*** Opening Provided records ***

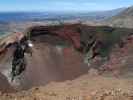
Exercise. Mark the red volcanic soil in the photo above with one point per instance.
(4, 85)
(53, 59)
(52, 63)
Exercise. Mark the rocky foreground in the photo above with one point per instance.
(83, 88)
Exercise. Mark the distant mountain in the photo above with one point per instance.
(42, 16)
(123, 19)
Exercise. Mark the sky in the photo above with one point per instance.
(62, 5)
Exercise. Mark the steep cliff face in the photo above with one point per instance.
(59, 52)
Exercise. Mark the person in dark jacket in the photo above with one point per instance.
(18, 62)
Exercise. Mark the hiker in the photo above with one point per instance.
(18, 62)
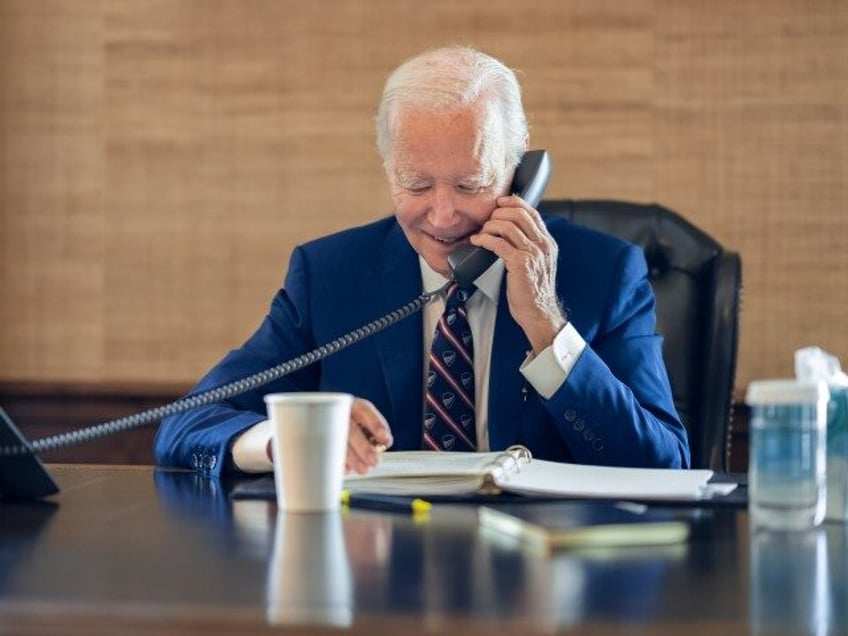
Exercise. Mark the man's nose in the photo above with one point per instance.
(443, 207)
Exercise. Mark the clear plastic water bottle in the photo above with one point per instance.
(786, 476)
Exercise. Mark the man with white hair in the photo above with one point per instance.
(585, 385)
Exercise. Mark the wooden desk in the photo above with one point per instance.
(134, 550)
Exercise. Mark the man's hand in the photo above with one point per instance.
(369, 436)
(516, 233)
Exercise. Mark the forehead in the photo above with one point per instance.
(424, 141)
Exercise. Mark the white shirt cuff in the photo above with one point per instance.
(249, 454)
(548, 370)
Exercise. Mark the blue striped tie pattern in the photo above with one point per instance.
(449, 409)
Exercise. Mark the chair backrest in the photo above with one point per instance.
(698, 286)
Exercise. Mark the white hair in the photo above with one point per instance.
(452, 78)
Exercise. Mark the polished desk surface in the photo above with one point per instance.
(137, 550)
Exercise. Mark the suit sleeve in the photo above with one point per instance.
(201, 438)
(616, 406)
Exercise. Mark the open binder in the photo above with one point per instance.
(428, 473)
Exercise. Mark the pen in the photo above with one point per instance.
(386, 503)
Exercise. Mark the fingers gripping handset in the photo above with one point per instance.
(530, 180)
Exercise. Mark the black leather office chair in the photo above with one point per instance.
(698, 286)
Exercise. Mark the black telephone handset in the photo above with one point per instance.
(530, 180)
(23, 476)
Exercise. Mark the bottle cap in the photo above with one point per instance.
(785, 392)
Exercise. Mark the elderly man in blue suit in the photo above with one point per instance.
(566, 359)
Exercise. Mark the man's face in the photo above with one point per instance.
(439, 187)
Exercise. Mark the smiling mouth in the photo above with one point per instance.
(449, 240)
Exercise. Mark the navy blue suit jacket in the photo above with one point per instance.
(615, 407)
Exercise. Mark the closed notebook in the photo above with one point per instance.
(581, 524)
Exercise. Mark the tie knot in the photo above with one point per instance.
(457, 295)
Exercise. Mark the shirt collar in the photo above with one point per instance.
(489, 282)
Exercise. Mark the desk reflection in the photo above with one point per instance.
(337, 570)
(309, 574)
(791, 582)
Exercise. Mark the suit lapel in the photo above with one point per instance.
(509, 348)
(396, 282)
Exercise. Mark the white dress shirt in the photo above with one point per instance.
(545, 372)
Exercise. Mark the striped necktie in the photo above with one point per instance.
(449, 409)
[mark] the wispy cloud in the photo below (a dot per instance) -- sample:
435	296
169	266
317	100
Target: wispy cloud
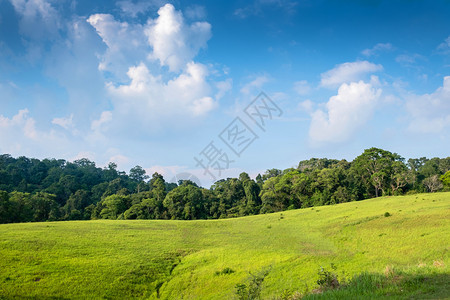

*** Closing Provided records ***

▸ **Exercise aim**:
From the first record to the last, transcribe everything exactly but drop the pictures.

▸ **Response to the exercise**:
Exercise. Mark the red volcanic soil in the photo above with one point per instance.
(4, 85)
(53, 59)
(52, 63)
Exercise. Mark the rocky foreground in the photo above with one point per instance.
(83, 88)
Exercise. Mark the distant mountain in the photo above with one point per instance.
(42, 16)
(123, 19)
Exercise. Mark the sky in the photo above with one point per instance.
(62, 5)
Exercise. Mark the steep cliff face in the photo above with one point per instance.
(59, 52)
Exercise. Mark the person in dark jacket in the photo above with one point per instance.
(18, 62)
Exercise. Mark the hiker in the photo above with one point per instance.
(18, 62)
Exercise. Mark the man's nose in the photo above with one point per instance.
(443, 207)
Exercise. Mark the clear plastic water bottle in the photo above with one point per instance.
(786, 476)
Exercise. Mark the man with white hair in the photo above with one point per instance.
(585, 385)
Exercise. Mark the wooden desk in the photo above with one point per instance.
(134, 550)
Exercise. Mark the man's hand in the photo above with one point per instance.
(369, 436)
(516, 233)
Exercise. Mark the forehead in the photo above with one point per instance.
(424, 141)
Exercise. Mark the white shirt cuff in the photo above with one point per instance.
(249, 454)
(548, 370)
Exercise. Mark the blue striped tie pattern in the photo above with one point per instance.
(449, 409)
Exercise. Mark the chair backrest in the photo above with one point per instance.
(698, 286)
Exercise. Mark the white hair in the photo above with one point per instance.
(452, 78)
Exercise. Mark the polished desk surface in the photo above with one point per instance.
(137, 550)
Exercise. Mark the suit sleeve in the photo above with one point per instance.
(201, 438)
(616, 406)
Exercise. Mark the open binder in the photo above with one point per instance.
(428, 473)
Exercise. Mark the pen in the photo above with one point per instance.
(386, 503)
Exercise. Mark the fingers gripping handset in the photo above with one point per instance.
(530, 180)
Exercise. Mark the black leather office chair in the photo above with one point per instance.
(698, 286)
Exercise. Mark the black telephone handset in the photo above with one point per instance.
(530, 180)
(23, 476)
Exercise. Mark the bottle cap in the photo above with one point per instance.
(785, 392)
Exercise. Mark the elderly man in blue suit in the photo above with one point per instance.
(566, 359)
Exercise. Mark the man's face in the photo above with one point per instance.
(439, 187)
Exercise. Mark the smiling mouth in the photo above with one point per instance.
(449, 240)
Exercise. Mark the navy blue suit jacket in the photo above with one point per instance.
(615, 407)
Exercise. Mark the closed notebook in the photo above with one point per instance.
(581, 524)
Exercise. Mark the tie knot in the photo above with one point per instance.
(457, 295)
Exercise. Mark the shirt collar in the photo above with one point per instance.
(489, 282)
Exercise. Mark the desk reflection in the photo above with one point per instance.
(337, 570)
(309, 574)
(791, 582)
Exercise. Mark the suit lapel in the photo above with one point per instance.
(509, 348)
(396, 282)
Exercise. Mark the white dress shirt in the photo above with one point per instance.
(545, 372)
Exercise. Mark the striped necktie in the photo above with one point per instance.
(449, 409)
[mark] the wispy cloud in the photo below (a dot per instance) -- sample:
435	296
169	266
317	100
Target: wispy cloud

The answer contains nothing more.